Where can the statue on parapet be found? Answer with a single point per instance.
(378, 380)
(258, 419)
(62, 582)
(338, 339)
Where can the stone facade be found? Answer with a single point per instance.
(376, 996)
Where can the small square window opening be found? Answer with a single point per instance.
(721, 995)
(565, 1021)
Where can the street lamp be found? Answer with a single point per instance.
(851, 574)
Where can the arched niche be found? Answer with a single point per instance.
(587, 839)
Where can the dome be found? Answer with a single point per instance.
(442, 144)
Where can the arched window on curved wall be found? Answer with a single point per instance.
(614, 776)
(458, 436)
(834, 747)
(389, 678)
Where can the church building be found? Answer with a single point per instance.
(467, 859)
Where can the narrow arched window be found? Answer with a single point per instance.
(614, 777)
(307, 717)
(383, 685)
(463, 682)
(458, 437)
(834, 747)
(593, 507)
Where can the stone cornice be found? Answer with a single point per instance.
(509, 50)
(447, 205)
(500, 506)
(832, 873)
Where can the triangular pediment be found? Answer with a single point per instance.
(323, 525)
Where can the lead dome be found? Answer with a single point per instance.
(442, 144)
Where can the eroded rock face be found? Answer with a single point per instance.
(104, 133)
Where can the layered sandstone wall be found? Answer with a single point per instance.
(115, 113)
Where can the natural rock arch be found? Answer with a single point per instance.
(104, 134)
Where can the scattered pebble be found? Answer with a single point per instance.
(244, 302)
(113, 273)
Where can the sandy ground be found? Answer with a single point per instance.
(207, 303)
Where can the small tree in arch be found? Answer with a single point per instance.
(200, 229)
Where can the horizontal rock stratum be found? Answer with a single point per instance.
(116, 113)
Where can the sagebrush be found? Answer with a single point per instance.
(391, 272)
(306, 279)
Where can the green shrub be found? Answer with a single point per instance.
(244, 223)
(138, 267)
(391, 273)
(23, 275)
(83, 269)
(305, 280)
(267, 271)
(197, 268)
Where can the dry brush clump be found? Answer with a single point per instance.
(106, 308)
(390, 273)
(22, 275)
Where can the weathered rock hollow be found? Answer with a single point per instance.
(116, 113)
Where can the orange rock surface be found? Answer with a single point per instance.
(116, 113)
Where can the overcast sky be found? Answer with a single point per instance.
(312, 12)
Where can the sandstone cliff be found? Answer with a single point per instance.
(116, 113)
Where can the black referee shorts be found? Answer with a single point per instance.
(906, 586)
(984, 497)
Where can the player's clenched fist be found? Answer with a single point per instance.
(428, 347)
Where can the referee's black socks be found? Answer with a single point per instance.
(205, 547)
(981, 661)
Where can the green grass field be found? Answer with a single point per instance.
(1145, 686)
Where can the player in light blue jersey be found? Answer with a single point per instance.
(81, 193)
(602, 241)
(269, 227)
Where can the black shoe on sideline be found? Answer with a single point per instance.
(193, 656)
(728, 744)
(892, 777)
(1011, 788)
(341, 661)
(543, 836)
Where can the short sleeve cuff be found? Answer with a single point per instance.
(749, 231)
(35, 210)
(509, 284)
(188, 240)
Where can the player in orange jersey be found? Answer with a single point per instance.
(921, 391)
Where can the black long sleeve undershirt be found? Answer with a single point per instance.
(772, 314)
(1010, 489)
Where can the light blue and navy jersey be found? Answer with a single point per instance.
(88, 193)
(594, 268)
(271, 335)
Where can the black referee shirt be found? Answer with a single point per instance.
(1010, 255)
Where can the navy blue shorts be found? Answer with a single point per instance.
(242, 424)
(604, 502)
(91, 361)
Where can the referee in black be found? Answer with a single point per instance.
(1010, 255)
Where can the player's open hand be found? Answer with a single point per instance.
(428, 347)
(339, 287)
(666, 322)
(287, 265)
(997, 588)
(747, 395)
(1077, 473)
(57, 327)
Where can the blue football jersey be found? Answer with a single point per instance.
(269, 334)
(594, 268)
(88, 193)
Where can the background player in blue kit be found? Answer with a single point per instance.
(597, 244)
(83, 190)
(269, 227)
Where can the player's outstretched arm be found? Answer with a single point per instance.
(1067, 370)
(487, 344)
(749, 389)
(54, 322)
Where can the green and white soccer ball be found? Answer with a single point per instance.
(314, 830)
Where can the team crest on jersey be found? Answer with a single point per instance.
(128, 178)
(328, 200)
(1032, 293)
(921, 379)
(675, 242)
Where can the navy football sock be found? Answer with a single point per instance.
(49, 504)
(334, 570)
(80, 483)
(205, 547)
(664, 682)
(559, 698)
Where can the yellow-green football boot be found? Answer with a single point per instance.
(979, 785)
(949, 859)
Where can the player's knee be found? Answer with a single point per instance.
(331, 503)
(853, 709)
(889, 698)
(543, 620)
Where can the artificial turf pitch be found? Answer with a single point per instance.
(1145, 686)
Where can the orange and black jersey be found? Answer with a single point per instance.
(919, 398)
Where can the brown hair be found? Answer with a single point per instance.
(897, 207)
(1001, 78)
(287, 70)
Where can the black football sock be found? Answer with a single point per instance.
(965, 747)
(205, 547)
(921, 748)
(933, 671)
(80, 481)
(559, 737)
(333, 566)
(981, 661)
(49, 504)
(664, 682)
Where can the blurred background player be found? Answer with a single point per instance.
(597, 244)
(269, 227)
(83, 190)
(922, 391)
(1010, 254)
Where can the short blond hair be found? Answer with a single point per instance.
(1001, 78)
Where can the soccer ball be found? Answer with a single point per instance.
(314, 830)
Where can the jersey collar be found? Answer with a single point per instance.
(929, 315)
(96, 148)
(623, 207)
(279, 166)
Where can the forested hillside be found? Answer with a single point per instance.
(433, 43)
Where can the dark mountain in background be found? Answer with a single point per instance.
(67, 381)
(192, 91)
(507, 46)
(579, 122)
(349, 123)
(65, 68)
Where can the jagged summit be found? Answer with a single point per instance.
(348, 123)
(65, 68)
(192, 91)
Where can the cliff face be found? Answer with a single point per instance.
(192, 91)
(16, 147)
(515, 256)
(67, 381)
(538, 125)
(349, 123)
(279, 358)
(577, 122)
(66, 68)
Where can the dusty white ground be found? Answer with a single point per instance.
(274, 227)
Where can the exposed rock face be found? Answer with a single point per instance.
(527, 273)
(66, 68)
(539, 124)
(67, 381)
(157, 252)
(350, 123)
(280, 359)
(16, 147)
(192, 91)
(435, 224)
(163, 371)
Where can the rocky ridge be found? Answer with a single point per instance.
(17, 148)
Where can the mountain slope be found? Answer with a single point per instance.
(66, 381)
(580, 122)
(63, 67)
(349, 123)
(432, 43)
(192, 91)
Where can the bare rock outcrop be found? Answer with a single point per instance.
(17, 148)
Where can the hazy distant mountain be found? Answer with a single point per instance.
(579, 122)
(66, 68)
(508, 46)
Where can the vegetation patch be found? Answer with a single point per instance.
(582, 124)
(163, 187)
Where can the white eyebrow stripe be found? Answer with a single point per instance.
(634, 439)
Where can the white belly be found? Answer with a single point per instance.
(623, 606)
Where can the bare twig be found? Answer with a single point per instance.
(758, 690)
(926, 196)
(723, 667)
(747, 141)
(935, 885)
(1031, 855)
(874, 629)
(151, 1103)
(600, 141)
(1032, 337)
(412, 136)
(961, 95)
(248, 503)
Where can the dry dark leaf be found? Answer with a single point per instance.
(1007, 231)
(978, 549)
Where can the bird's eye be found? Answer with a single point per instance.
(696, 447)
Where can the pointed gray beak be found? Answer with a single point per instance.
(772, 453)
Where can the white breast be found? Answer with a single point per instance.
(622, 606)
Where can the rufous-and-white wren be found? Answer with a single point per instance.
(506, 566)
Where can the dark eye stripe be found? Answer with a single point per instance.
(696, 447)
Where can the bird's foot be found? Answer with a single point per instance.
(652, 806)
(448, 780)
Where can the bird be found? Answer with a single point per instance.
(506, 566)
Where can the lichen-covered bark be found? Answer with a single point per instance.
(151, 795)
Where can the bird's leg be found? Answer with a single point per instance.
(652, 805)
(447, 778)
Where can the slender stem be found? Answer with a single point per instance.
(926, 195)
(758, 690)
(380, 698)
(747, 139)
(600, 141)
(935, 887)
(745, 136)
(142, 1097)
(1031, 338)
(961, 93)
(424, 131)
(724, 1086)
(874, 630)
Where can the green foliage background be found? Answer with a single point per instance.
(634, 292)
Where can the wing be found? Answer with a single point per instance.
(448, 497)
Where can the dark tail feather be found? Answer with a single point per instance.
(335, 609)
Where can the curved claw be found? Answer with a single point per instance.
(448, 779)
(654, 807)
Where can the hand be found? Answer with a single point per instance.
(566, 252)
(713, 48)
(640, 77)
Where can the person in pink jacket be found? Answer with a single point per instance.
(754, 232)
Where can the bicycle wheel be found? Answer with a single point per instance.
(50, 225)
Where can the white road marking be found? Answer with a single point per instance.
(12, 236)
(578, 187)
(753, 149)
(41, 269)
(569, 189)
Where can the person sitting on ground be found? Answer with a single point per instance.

Exercise details: Take every line from the one containing "Where can the dry dark" to the end of the listing and output it exactly, with nothing else.

Result of the task:
Where can the dry dark leaf be found? Answer with a single point per instance.
(1007, 231)
(978, 549)
Where can the bird's eye be found? Answer with a single point per instance.
(696, 447)
Where can the pointed gray beak be found? Answer with a single point per instance.
(772, 453)
Where can the white breast be found? Answer with a single point per instance.
(622, 606)
Where can the rufous-and-white wren be found? Answer with a single point per instance.
(506, 566)
Where can the dark eye stripe be found? Answer with a single point per instance.
(696, 447)
Where can the bird's foot be found? Answer with a single point per instance.
(652, 806)
(448, 780)
Where can the bird be found? Answer with a single point per instance.
(506, 566)
Where can the lichen-covered bark be found? Answer with a single point per instance.
(151, 795)
Where can the bird's leg be found? Answer with a single point per instance.
(652, 805)
(447, 778)
Where can the slender stem be found? Answer with a single point per instance.
(926, 195)
(758, 690)
(380, 698)
(747, 139)
(600, 141)
(935, 887)
(745, 136)
(142, 1097)
(1031, 338)
(961, 93)
(424, 131)
(724, 1086)
(874, 630)
Where can the green foliage background be found? Answer with a single point per instance.
(634, 292)
Where can the wing be found? Answer with a single point per instance.
(448, 497)
Where can the dark tail feather be found? Answer with a single point per instance.
(335, 609)
Where can the curved claw be found? Answer with a single point per instance.
(448, 779)
(654, 807)
Where can the hand be found? Answer with a single point per instance.
(566, 252)
(713, 48)
(640, 77)
Where can the person in pink jacket be found? Answer with a single point per instance.
(754, 232)
Where can the bicycle wheel be found? Answer with a single point per instance.
(50, 225)
Where can the white road marking be found? Answer with a single point per instance.
(12, 236)
(578, 187)
(753, 149)
(41, 269)
(569, 189)
Where can the person sitting on ground be found? Answer with a single point per instance.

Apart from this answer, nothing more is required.